Given data

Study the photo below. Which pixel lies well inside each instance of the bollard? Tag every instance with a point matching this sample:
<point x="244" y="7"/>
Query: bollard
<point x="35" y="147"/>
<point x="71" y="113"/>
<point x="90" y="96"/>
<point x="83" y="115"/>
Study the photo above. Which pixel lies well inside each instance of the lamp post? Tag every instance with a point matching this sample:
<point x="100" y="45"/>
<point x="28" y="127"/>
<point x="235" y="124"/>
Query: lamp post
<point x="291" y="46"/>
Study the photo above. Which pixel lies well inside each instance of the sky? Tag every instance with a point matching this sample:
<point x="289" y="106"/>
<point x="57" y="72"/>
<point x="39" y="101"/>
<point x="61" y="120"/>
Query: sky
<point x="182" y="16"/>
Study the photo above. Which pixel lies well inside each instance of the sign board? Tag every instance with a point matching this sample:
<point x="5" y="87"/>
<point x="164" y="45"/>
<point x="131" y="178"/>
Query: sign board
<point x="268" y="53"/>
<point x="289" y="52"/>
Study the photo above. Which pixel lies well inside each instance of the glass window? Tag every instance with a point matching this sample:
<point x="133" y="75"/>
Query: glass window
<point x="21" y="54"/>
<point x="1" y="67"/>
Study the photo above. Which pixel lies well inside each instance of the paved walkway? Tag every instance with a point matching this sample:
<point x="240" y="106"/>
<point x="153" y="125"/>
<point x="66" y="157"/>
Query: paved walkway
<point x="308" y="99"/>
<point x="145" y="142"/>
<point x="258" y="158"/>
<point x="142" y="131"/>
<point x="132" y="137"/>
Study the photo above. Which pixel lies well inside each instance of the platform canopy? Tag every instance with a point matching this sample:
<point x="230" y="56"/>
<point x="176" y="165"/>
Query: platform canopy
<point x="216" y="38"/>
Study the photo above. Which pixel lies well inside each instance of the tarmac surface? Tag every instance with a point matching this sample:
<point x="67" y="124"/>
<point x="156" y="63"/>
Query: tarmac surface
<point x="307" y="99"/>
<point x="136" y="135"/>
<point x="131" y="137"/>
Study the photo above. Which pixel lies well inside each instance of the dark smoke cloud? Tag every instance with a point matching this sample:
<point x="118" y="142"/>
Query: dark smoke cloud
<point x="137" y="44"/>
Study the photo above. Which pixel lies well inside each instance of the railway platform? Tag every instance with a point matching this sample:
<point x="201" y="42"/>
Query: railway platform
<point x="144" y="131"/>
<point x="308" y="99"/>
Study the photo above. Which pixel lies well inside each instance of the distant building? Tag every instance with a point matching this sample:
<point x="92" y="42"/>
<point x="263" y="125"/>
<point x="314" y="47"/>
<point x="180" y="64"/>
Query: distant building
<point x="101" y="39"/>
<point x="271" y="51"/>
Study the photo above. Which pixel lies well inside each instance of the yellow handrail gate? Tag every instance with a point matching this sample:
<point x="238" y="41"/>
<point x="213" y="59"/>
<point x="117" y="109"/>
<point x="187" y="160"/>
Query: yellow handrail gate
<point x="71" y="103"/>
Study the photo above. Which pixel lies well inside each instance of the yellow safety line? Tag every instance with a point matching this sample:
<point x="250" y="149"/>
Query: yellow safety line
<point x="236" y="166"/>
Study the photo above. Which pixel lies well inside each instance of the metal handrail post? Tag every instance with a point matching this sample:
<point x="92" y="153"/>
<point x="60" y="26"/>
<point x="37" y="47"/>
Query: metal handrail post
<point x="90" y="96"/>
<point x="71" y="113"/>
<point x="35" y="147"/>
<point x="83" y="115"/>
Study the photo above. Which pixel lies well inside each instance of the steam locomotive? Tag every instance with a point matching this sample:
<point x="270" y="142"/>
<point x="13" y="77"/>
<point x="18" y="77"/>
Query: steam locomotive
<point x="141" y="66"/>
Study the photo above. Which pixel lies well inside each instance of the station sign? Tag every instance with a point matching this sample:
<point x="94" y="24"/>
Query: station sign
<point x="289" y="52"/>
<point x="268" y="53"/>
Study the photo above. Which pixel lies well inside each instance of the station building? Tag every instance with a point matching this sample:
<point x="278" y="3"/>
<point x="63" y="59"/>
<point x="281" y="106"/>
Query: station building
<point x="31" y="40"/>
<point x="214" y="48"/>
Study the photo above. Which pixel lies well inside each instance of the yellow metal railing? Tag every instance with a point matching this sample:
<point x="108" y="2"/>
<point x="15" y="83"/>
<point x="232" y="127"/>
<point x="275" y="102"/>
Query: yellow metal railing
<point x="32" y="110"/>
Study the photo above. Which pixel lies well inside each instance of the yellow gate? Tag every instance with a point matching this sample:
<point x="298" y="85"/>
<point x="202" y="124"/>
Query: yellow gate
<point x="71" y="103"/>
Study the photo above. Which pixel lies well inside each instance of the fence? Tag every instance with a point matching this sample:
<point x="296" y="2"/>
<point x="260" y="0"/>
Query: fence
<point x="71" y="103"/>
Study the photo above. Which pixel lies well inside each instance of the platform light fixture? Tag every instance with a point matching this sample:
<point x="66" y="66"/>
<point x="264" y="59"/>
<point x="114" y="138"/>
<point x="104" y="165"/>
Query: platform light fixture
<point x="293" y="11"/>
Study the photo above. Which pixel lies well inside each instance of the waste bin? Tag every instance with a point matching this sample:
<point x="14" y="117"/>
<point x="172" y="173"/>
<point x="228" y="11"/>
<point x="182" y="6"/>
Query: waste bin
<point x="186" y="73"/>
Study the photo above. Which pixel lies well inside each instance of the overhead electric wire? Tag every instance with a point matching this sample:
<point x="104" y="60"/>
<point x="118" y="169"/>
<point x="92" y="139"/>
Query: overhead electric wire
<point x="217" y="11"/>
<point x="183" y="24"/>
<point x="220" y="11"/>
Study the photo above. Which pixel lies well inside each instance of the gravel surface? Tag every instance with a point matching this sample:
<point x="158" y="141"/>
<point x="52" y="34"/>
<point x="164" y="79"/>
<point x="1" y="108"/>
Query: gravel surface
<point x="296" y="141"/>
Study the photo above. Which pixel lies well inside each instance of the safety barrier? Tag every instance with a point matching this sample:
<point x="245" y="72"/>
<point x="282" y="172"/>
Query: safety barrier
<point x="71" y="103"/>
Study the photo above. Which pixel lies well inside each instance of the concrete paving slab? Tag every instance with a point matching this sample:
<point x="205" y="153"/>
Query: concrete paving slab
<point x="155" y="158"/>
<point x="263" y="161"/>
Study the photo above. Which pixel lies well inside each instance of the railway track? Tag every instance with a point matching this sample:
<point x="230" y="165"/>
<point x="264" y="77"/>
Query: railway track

Try it
Output the records exactly.

Worked solution
Study the photo below. Which pixel lies well inside each instance of the bollard? Tag every instance with a point matching this sample:
<point x="244" y="7"/>
Query: bollard
<point x="35" y="147"/>
<point x="71" y="113"/>
<point x="90" y="96"/>
<point x="83" y="115"/>
Study the photo above. Which pixel lies well inside each instance of the lamp post? Tag every instance with a point matching this sample:
<point x="100" y="45"/>
<point x="28" y="127"/>
<point x="235" y="124"/>
Query: lamp post
<point x="291" y="46"/>
Study the photo above. Which pixel lies well inside each instance of the sky? Tag every instance with a point matching this sample:
<point x="289" y="106"/>
<point x="57" y="72"/>
<point x="39" y="101"/>
<point x="61" y="120"/>
Query: sky
<point x="182" y="16"/>
Study the photo above. Which pixel lies well inside each instance of the sign board? Tag every instance with a point matching this sample:
<point x="5" y="87"/>
<point x="164" y="45"/>
<point x="131" y="178"/>
Query: sign board
<point x="268" y="53"/>
<point x="289" y="52"/>
Study the photo above. Which pixel lies well inside each instance of the glass window? Tag every instance with a point matching this sample:
<point x="133" y="75"/>
Query: glass window
<point x="21" y="54"/>
<point x="1" y="67"/>
Study the photo above. Which pixel lies well inside each instance of the paved walkway? Tag every instance with a point matching this sample:
<point x="240" y="106"/>
<point x="153" y="125"/>
<point x="66" y="157"/>
Query: paved walkway
<point x="308" y="99"/>
<point x="145" y="142"/>
<point x="258" y="158"/>
<point x="142" y="131"/>
<point x="132" y="137"/>
Study the photo above. Which pixel lies well inside each instance of the platform canopy? Tag every instance with a point matching this sample:
<point x="230" y="56"/>
<point x="176" y="165"/>
Query: platform canopy
<point x="216" y="38"/>
Study the photo above. Which pixel lies well inside each instance of the tarmac surface? Tag every instance with a point matching this sample:
<point x="67" y="124"/>
<point x="156" y="63"/>
Query: tarmac surface
<point x="307" y="99"/>
<point x="136" y="135"/>
<point x="131" y="137"/>
Study the photo above. Which pixel lies well inside each instance of the dark smoke cloud? Tag every instance with a point matching this sample:
<point x="118" y="142"/>
Query: dark smoke cloud
<point x="137" y="44"/>
Study the photo above. Which pixel lies well inside each instance of the railway platform? Tag every instance with a point matching this sample:
<point x="201" y="42"/>
Query: railway platform
<point x="144" y="131"/>
<point x="308" y="99"/>
Study the photo above. Which pixel lies well inside each instance of the distant building? Tag every instance with a point matching this sample:
<point x="92" y="42"/>
<point x="263" y="125"/>
<point x="314" y="47"/>
<point x="180" y="64"/>
Query: distant building
<point x="101" y="39"/>
<point x="271" y="51"/>
Study the photo above. Which pixel lies well inside each instance of the yellow handrail gate? Tag every instance with a point matching this sample:
<point x="238" y="41"/>
<point x="213" y="59"/>
<point x="117" y="109"/>
<point x="187" y="160"/>
Query: yellow handrail gate
<point x="71" y="103"/>
Study the photo above. Which pixel lies well inside each instance of the yellow safety line? Tag every instance with a point matching this sample:
<point x="250" y="149"/>
Query: yellow safety line
<point x="236" y="166"/>
Study the photo above. Which pixel lies well inside each instance of the metal handrail post? Tag every instance with a point matching this sample:
<point x="92" y="153"/>
<point x="60" y="26"/>
<point x="37" y="47"/>
Query: metal handrail post
<point x="90" y="96"/>
<point x="71" y="113"/>
<point x="35" y="147"/>
<point x="83" y="115"/>
Study the photo above. Which pixel lies well inside each instance of the steam locomotive? Tag every instance with a point matching this sample:
<point x="270" y="142"/>
<point x="13" y="77"/>
<point x="18" y="77"/>
Query: steam locomotive
<point x="141" y="66"/>
Study the photo above. Which pixel lies well inside each instance of the station sign? Tag every instance with a point matching this sample:
<point x="94" y="24"/>
Query: station sign
<point x="289" y="52"/>
<point x="268" y="53"/>
Study the photo above. Which pixel lies well inside each instance of the station building? Tag every instance with a point matching this sample:
<point x="278" y="3"/>
<point x="63" y="59"/>
<point x="281" y="106"/>
Query: station building
<point x="31" y="40"/>
<point x="214" y="48"/>
Study the photo above. Which pixel lies well inside each instance of the yellow metal railing? Tag every instance with a point matching this sample:
<point x="108" y="2"/>
<point x="15" y="83"/>
<point x="232" y="127"/>
<point x="275" y="102"/>
Query: yellow metal railing
<point x="32" y="110"/>
Study the photo above. Which pixel lies well inside each instance of the yellow gate? Tag every instance with a point matching this sample:
<point x="298" y="85"/>
<point x="202" y="124"/>
Query: yellow gate
<point x="71" y="103"/>
Study the photo above. Which pixel lies well inside each instance of the fence? Tag every instance with a point matching this sample:
<point x="296" y="2"/>
<point x="260" y="0"/>
Query: fence
<point x="71" y="103"/>
Study the photo above. Which pixel lies well inside each instance of the platform light fixture? Tag every instance with a point matching this sample:
<point x="66" y="66"/>
<point x="264" y="59"/>
<point x="114" y="138"/>
<point x="104" y="165"/>
Query: platform light fixture
<point x="293" y="11"/>
Study the photo above. Which pixel lies well inside each instance of the waste bin? Tag every instance with a point matching this sample:
<point x="14" y="117"/>
<point x="172" y="173"/>
<point x="228" y="11"/>
<point x="182" y="6"/>
Query: waste bin
<point x="186" y="73"/>
Study the photo above. Which pixel lies well inside each instance of the overhead electric wire? Tag every instance with a point matching this sample:
<point x="104" y="60"/>
<point x="118" y="169"/>
<point x="92" y="139"/>
Query: overhead electric wire
<point x="217" y="11"/>
<point x="183" y="24"/>
<point x="220" y="11"/>
Study the photo above. Which pixel lies well inside each instance of the gravel surface? Tag every instance with a point matching this sample:
<point x="158" y="141"/>
<point x="52" y="34"/>
<point x="164" y="79"/>
<point x="1" y="108"/>
Query: gravel surface
<point x="296" y="141"/>
Study the photo above. Which pixel lies well inside each instance of the safety barrier? Tag every instance with a point matching this sample:
<point x="245" y="72"/>
<point x="282" y="172"/>
Query: safety barrier
<point x="71" y="103"/>
Study the photo above. Which pixel lies well inside each instance of the concrete paving slab? Tag every instance with a point matching this sample:
<point x="205" y="153"/>
Query: concrete paving slab
<point x="155" y="158"/>
<point x="263" y="161"/>
Study the photo above. Which pixel lies well inside each instance of the railway track? Tag every instance with a point matching this sample:
<point x="230" y="165"/>
<point x="264" y="77"/>
Query: railway track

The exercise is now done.